TEXT PASSAGE:

______

We had spent the morning delivering food to several small villages near the frontline in south-eastern Ukraine. There were not many people left in the settlements, just a few older residents going about their lives as the incoming Russian artillery rumbled, boomed and rattled their windows.
Returning home through undulating cropping country, we came to the outskirts of one of the larger regional towns. Ukrainian soldiers were reinforcing their trenches and bunkers by the side of the road, preparing for a possible Russian advance.
We slowed down as we passed a group of soldiers posted at an intersection. A patrol walked line-abreast down the side road, with the blokes on the wings peering into the ramshackle buildings and overgrown yards that lined the muddy track.
The road descended gradually towards town, and driving on I noticed a soldier up ahead, standing in the driveway of a house. He looked a little on the short side, and was wearing a dark red jacket, across which was slung a standard issue assault rifle. I wondered if he was an older fellow, perhaps part of a local militia or Territorial Defense unit (civilian volunteers, similar to the Army Reserve in Australia). His red jacket looked a little out of place with his army pants and equipment.
The bloke in the red jacket acknowledged the passers-by, including a truck load of soldiers who waved cheerfully. As we got closer, I realised it wasn’t an old man at all. It was a boy. And what I had assumed was a rifle was, in fact, a replica made of wood. The young fellow raised a hand to us, his face covered by a ‘neck gaiter’ pulled up over his nose (a part of the Ukrainian uniform used by the troops to stay both warm and and incognito). We waved and smiled back at the young sentry.
When I was in primary school, my best mate Ruari and I would spend weekends playing soldiers, our imaginations transporting us back to World War II. In the backyard of his suburban home, we would crawl through the jungles of New Guinea, and fight street battles in the cities of Europe. Sitting on the roof of his garage, we would bring down enemy aircraft with our spud guns and cap pistols. By the time Dad came to pick me up in the late afternoon, we had returned from the battlefields, tired but victorious, having vanquished the Axis forces. Our heroes were the men (we were boys, after all) who fought in the Second World War all those years ago, far from Australia in Europe and North Africa, and closer to home in the Pacific.

______

Items in a dataset:
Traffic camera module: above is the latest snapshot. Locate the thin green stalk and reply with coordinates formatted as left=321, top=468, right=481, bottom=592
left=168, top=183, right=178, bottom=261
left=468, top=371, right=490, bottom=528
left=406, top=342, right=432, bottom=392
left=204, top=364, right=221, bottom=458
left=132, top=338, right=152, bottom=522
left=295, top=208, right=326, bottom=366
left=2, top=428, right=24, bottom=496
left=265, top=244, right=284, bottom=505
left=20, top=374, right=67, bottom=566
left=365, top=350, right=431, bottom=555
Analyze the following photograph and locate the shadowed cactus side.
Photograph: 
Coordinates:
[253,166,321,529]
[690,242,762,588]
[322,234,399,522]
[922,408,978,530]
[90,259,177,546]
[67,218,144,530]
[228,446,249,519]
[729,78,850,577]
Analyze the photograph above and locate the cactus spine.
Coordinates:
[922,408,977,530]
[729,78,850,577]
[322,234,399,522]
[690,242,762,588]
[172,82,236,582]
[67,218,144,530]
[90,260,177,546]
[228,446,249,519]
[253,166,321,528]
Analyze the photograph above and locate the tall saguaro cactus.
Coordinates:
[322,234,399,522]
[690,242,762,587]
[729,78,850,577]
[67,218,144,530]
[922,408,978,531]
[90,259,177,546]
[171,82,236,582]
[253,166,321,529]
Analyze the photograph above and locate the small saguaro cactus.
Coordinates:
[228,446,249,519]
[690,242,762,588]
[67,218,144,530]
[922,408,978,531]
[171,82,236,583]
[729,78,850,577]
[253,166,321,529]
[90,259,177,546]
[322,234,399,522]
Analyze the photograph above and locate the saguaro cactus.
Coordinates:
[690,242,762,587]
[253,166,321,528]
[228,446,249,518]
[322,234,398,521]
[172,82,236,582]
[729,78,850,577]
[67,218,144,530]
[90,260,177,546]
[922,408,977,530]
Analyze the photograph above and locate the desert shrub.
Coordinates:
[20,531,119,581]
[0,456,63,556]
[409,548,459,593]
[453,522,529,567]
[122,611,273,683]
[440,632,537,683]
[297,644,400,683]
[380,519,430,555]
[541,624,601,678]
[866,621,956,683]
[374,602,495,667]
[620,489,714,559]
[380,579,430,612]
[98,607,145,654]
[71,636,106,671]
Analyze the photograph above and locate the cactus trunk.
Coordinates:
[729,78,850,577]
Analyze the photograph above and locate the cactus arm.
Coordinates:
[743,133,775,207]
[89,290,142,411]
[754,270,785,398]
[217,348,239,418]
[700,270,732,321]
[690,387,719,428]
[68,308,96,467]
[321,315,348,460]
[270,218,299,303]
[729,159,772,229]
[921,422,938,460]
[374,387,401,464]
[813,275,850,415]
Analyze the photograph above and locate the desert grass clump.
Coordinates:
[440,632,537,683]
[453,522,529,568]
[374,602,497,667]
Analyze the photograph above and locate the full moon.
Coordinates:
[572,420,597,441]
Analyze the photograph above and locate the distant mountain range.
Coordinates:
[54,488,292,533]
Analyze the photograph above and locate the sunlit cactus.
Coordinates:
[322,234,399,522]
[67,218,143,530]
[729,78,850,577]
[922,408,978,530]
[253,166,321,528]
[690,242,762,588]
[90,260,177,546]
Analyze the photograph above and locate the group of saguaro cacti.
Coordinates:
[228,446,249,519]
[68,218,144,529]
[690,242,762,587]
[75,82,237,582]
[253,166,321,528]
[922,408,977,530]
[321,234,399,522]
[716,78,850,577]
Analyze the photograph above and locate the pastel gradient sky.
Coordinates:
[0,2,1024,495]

______

WHAT IS EXPECTED: Copy out word for word the full account of the boy sentry near the Ukrainian frontline given above.

SOLUTION FOR THIS PROBLEM:
We had spent the morning delivering food to several small villages near the frontline in south-eastern Ukraine. There were not many people left in the settlements, just a few older residents going about their lives as the incoming Russian artillery rumbled, boomed and rattled their windows.
Returning home through undulating cropping country, we came to the outskirts of one of the larger regional towns. Ukrainian soldiers were reinforcing their trenches and bunkers by the side of the road, preparing for a possible Russian advance.
We slowed down as we passed a group of soldiers posted at an intersection. A patrol walked line-abreast down the side road, with the blokes on the wings peering into the ramshackle buildings and overgrown yards that lined the muddy track.
The road descended gradually towards town, and driving on I noticed a soldier up ahead, standing in the driveway of a house. He looked a little on the short side, and was wearing a dark red jacket, across which was slung a standard issue assault rifle. I wondered if he was an older fellow, perhaps part of a local militia or Territorial Defense unit (civilian volunteers, similar to the Army Reserve in Australia). His red jacket looked a little out of place with his army pants and equipment.
The bloke in the red jacket acknowledged the passers-by, including a truck load of soldiers who waved cheerfully. As we got closer, I realised it wasn’t an old man at all. It was a boy. And what I had assumed was a rifle was, in fact, a replica made of wood. The young fellow raised a hand to us, his face covered by a ‘neck gaiter’ pulled up over his nose (a part of the Ukrainian uniform used by the troops to stay both warm and and incognito). We waved and smiled back at the young sentry.
When I was in primary school, my best mate Ruari and I would spend weekends playing soldiers, our imaginations transporting us back to World War II. In the backyard of his suburban home, we would crawl through the jungles of New Guinea, and fight street battles in the cities of Europe. Sitting on the roof of his garage, we would bring down enemy aircraft with our spud guns and cap pistols. By the time Dad came to pick me up in the late afternoon, we had returned from the battlefields, tired but victorious, having vanquished the Axis forces. Our heroes were the men (we were boys, after all) who fought in the Second World War all those years ago, far from Australia in Europe and North Africa, and closer to home in the Pacific.